■ WORK ORDER 1: Return the passage of the Auburn Township article that begins at the words "Township in Ohio, US" and ends after the words "in the township.", copied word for word.
■ WORK ORDER 2:
Answer these questions from the Auburn Township article, one line each:
(a) How many townships are in Tuscarawas County?
(b) What population did the 2000 census record for the township?
(c) Which township borders Auburn Township on the east?
■ WORK ORDER 3: Continue the Auburn Township article, starting after its last sentence.

■ SOURCE DOCUMENT:
Township in Ohio, US

Auburn Township is one of the twenty-two townships of Tuscarawas County, Ohio, United States. The 2020 census found 1,109 people in the township.

Historical population
| Census | Pop. | Note | %± |
| 1990 | 820 |  | — |
| 2000 | 1,078 |  | 31.5% |
| 2010 | 1,070 |  | −0.7% |
| 2020 | 1,109 |  | 3.6% |
U.S. Census:

==Geography==
Located in the western part of the county, it borders the following townships:
- Sugar Creek Township - north
- Dover Township - northeast
- York Township - east
- Jefferson Township - southeast
- Bucks Township - southwest
- Clark Township, Holmes County - northwest

No municipalities are located in Auburn Township.

==Name and history==
Statewide, other Auburn Townships are located in Crawford and Geauga counties.

■ SOURCE MATERIAL:
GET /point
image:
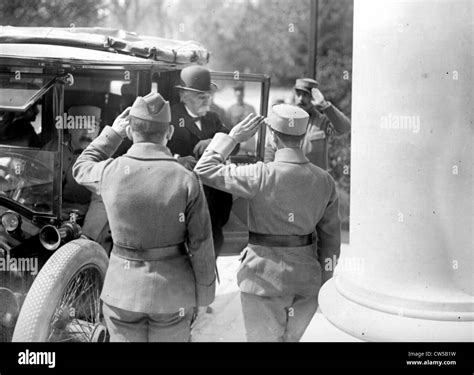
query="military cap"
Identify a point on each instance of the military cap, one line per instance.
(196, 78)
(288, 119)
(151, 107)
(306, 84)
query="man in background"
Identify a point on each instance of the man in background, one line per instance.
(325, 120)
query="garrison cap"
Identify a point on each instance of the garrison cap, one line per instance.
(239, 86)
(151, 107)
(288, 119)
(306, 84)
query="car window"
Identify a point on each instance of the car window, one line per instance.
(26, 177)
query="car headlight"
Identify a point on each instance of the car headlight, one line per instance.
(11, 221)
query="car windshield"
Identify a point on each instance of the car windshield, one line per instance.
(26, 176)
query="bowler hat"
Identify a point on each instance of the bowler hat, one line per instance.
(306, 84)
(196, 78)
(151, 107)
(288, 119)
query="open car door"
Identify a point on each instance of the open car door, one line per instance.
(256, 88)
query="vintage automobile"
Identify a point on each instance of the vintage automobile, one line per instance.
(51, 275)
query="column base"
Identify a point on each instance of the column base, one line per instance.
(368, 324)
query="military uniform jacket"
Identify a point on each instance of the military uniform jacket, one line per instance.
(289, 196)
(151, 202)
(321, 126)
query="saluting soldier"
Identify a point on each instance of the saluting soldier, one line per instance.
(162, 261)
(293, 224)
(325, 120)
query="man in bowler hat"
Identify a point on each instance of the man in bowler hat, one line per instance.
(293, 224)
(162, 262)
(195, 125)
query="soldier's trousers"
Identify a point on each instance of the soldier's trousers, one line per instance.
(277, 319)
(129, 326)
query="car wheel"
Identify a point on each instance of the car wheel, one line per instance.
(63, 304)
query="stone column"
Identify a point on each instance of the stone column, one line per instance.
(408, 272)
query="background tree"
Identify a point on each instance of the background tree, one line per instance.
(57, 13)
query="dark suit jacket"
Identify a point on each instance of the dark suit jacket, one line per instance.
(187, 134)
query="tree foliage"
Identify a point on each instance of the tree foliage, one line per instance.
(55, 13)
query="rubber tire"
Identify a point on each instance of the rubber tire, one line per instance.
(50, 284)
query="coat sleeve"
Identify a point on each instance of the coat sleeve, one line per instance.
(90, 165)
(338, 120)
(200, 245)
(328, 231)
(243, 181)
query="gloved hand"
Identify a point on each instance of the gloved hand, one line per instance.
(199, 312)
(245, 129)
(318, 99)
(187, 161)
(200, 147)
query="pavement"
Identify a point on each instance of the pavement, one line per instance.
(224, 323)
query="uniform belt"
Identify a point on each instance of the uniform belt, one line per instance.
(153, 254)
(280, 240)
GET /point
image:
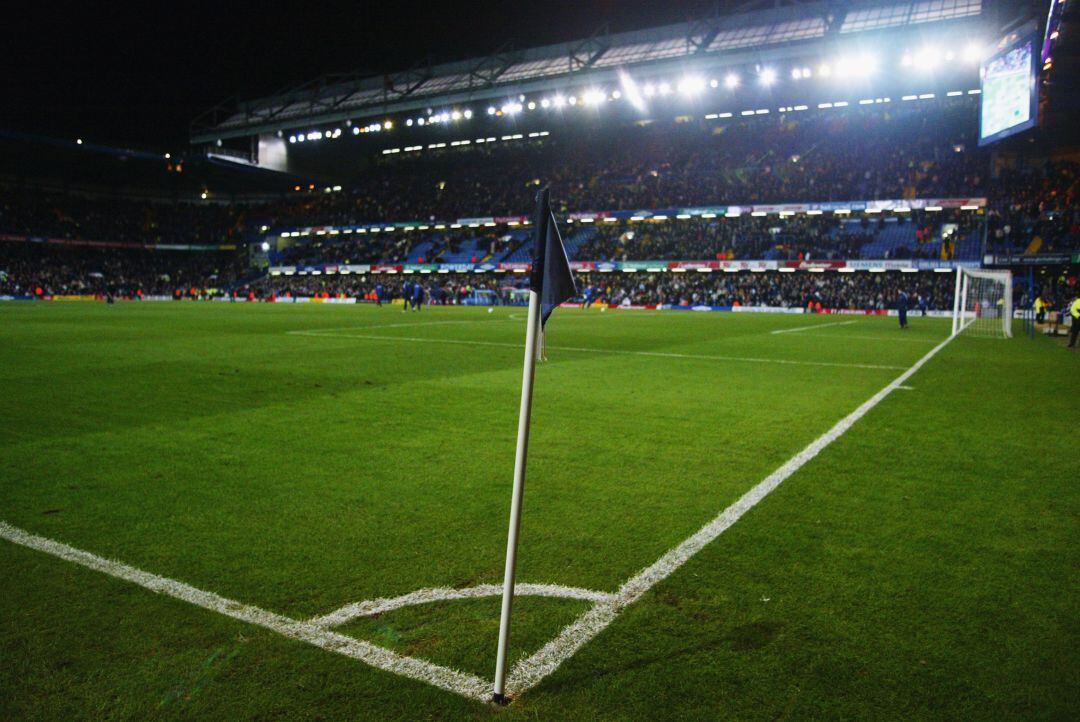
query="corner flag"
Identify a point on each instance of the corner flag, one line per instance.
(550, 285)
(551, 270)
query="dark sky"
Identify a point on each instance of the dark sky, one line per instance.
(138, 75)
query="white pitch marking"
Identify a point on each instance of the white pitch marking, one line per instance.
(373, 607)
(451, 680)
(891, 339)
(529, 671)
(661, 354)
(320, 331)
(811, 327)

■ RESPONSE 1:
Township in Ohio, US

Auburn Township is one of the twenty-two townships of Tuscarawas County, Ohio, United States. The 2020 census found 1,109 people in the township.

■ RESPONSE 2:
(a) Twenty-two
(b) 1,078
(c) York Township

■ RESPONSE 3:
==Government==
The township is governed by a three-member board of trustees, who are elected in November of odd-numbered years to a four-year term beginning on the following January 1. Two are elected in the year after the presidential election and one is elected in the year before it. There is also an elected township fiscal officer, who serves a four-year term beginning on April 1 of the year after the election, which is held in November of the year before the presidential election. Vacancies in the fiscal officership or on the board of trustees are filled by the remaining trustees. The current trustees are Bruce Hanna, Dale Krebs, and Ralph Sundheimer Jr., and the fiscal officer is Alan Youngen.